• _Excerto do texto_:
____
Sábado, 28 de Setembro de 2002

Fernando Calhau morreu a 12 de Junho deste ano. O último ano da sua vida foi, porventura, dos mais intensos do seu percurso artístico, com a produção de um imenso número de novas obras e a realização de várias exposições fundamentais. Foi o caso da antológica organizada pela Gulbenkian com comissariado de Delfim Sardo - a maior e mais esclarecedora alguma vez dedicada ao seu trabalho (ainda que deixasse de fora todo o desenho, um corpo de trabalho ainda por ver de forma sistemática). Mas houve também "Um Passo no Escuro", a exposição que Calhau se empenhou em concretizar com Rui Chafes, com quem partilhava o fascinio pelo romantismo alemão. Foi depois dessa exposição que surgiu ainda a ideia de uma parceria com Julião Sarmento. Amigos íntimos e inseparáveis desde os tempos da Escola Superior de Belas Artes, passando pelo trabalho comum na Secretaria de Estado da Cultura, juntos constataram a falta de um momento de exposição a dois, de um para um. Decidiram apanhar essa ponta solta. O espaço a recebê-los seria a Galeria Mário Sequeira, em Braga. Julião Sarmento com obras da sua mais recente série, "Domestic Isolation", Calhau com 14 novos trabalhos, pintura, e duas peças em ferro e néon - um desses neóns com as palavras "Dead Stop". Estes últimos acabaram por ficar apenas em croqui. Estão lá os trabalhos de Julião Sarmento. As paredes e espaços que deveriam receber os de Fernando Calhau têm inscrito, a preto, claro, o seu nome. A coincidir com a inauguração desta exposição, hoje, situamos alguns momentos fundamentais da obra e da reflexão de Fernando Calhau.

As três páginas seguintes acolhem textos e imagens de Rui Chafes, Delfim Sardo, Clara Ferreira Alves, Ana Nobre Gusmão, Manuel Maria Carrilho, Helena Vasconcelos, Jorge Molder, Michael Biberstein e Julião Sarmento - que também concebeu a capa deste Mil Folhas. A homenagem de quem, de uma forma ou de outra, fez (faz) parte do percurso de Fernando Calhau.
____
• _Tarefas a realizar_:
(a) De acordo com o texto sobre Fernando Calhau, em que galeria e em que cidade teve lugar a exposição a dois com Julião Sarmento?
(b) Cada uma destas afirmações está de acordo com o texto sobre Fernando Calhau? (i) Fernando Calhau morreu a 12 de junho. (ii) A antológica da Gulbenkian incluiu todo o desenho do artista. (iii) A capa do Mil Folhas foi concebida por Rui Chafes.
As linhas que vêm a seguir não fazem falta.
____
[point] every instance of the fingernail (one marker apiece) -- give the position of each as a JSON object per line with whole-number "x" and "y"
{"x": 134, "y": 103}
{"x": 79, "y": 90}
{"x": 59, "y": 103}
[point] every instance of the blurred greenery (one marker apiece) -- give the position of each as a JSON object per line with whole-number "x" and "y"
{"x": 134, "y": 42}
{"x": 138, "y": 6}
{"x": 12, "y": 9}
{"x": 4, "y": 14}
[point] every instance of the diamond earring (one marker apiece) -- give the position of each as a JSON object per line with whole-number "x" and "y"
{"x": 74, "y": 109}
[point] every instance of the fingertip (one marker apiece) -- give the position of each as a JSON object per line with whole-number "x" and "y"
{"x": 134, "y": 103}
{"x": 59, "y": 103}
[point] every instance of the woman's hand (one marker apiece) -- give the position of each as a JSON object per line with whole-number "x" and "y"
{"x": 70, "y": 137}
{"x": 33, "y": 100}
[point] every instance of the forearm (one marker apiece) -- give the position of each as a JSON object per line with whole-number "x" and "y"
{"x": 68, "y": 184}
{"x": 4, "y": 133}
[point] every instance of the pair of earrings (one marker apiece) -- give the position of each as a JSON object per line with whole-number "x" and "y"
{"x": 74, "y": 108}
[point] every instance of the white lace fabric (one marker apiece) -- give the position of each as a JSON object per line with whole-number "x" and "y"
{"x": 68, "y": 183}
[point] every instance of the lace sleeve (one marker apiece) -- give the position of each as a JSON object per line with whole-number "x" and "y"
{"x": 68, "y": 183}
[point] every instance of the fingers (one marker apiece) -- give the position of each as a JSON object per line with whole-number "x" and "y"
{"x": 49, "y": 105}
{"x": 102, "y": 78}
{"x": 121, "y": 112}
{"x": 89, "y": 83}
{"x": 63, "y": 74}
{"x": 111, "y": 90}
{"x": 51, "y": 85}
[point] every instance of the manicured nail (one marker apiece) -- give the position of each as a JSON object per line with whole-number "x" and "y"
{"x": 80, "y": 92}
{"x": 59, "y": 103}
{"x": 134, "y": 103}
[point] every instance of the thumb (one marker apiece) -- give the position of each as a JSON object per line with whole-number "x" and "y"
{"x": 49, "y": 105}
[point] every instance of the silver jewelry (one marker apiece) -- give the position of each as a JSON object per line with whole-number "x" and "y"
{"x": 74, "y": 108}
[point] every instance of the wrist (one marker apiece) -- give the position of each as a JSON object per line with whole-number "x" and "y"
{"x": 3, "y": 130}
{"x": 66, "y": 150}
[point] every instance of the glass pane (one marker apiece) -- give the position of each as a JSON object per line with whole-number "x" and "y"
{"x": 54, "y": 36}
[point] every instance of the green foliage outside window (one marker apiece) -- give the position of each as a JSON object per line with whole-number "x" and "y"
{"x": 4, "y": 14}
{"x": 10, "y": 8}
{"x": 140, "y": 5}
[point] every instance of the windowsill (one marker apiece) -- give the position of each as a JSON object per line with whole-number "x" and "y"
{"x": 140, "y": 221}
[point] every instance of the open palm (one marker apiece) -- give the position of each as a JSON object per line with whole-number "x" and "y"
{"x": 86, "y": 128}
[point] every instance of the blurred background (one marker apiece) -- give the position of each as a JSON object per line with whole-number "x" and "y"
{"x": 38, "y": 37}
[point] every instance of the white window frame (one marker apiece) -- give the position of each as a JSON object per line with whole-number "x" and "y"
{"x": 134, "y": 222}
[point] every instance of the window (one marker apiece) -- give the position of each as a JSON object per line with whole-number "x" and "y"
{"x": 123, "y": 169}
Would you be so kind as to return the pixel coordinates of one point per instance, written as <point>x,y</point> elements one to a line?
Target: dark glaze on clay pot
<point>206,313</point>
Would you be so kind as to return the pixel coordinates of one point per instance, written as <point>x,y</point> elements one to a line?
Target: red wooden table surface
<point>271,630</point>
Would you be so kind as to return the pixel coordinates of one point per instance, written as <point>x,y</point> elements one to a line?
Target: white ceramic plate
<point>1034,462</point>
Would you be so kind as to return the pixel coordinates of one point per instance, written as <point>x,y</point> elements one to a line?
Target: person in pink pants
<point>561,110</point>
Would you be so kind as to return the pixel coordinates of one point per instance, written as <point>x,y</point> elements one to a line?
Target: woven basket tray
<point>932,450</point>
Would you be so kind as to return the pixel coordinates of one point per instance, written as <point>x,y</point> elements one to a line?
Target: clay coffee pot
____
• _Respostas por tarefa_:
(a) Na Galeria Mário Sequeira, em Braga.

(b)
(i) Sim: "Fernando Calhau morreu a 12 de Junho deste ano."
(ii) Não: "ainda que deixasse de fora todo o desenho"
(iii) Não: "Julião Sarmento - que também concebeu a capa deste Mil Folhas"